* [TEXT]:

Drug companies, AbbVie and Biogen have initiated a voluntary global withdrawal of the relapsing MS medication Zinbryta (daclizumab).
This follows several reports of brain inflammation (encephalitis) or inflammation of the membranes surrounding the brain (meningoencephalitis) in a small number of people being treated with Zinbryta.
Clinical trials showed that Zinbryta was able to significantly reduce the risk of relapses, reduce lesions in the brain and delay disability progression. Adverse events (side-effects) noted in the clinical trials included a slightly increased risk of infections, anaemia, depression, rash, fever and liver changes. 2% of people in the trials experienced serious adverse events which were predominantly infections. As a result of these clinical trials, Zinbryta was authorised for use in Europe, USA, Canada, Switzerland and Australia.
It is a requirement following the introduction of any new medication, that there is ongoing monitoring and tracking of the side-effects and benefits of the drug. This is known as post-marketing surveillance. From time to time this process identifies new risks and side-effects that did not show up during the timeframe of the clinical trials.
In the case of Zinbryta, the newly identified adverse events that have emerged suggest that the potential risks of the medication may outweigh its potential benefits for patients.
Biogen, the company that markets the drug in Australia, have advised that they are working with the Australian Therapeutic Goods Administration to plan and coordinate the withdrawal of the drug. We will bring you any further information as we have it.
In the meantime, people who are currently being treated with Zinbryta should not stop taking their medication, but should seek advice from their neurologist about alternative treatment options and ongoing safety monitoring.

* [THE DATA]:

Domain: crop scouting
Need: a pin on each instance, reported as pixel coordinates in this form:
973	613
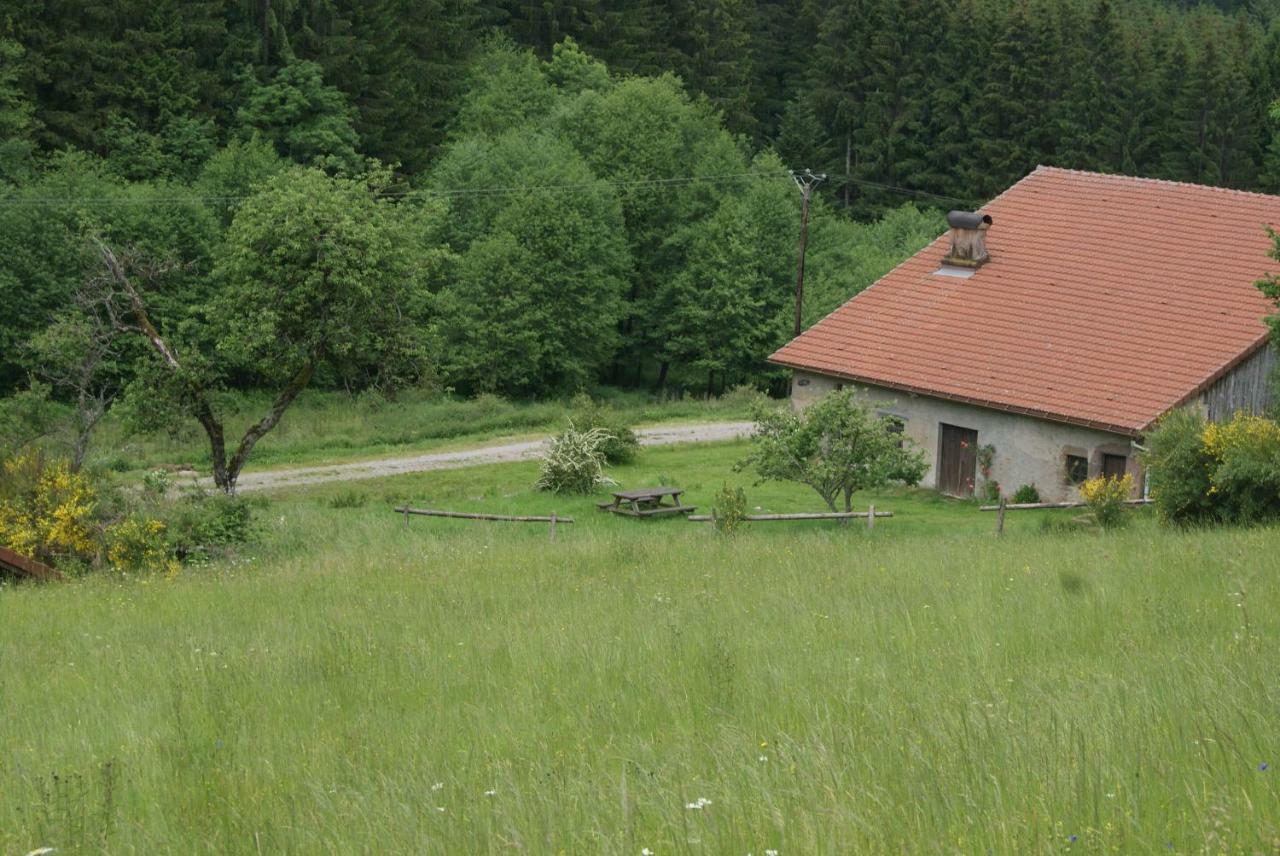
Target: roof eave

* [WORK INSTRUCTIONS]:
Retype the part of the text on the Zinbryta withdrawal that runs from "It is a requirement" up to and including "the clinical trials.", word for word.

* [WRITTEN ANSWER]:
It is a requirement following the introduction of any new medication, that there is ongoing monitoring and tracking of the side-effects and benefits of the drug. This is known as post-marketing surveillance. From time to time this process identifies new risks and side-effects that did not show up during the timeframe of the clinical trials.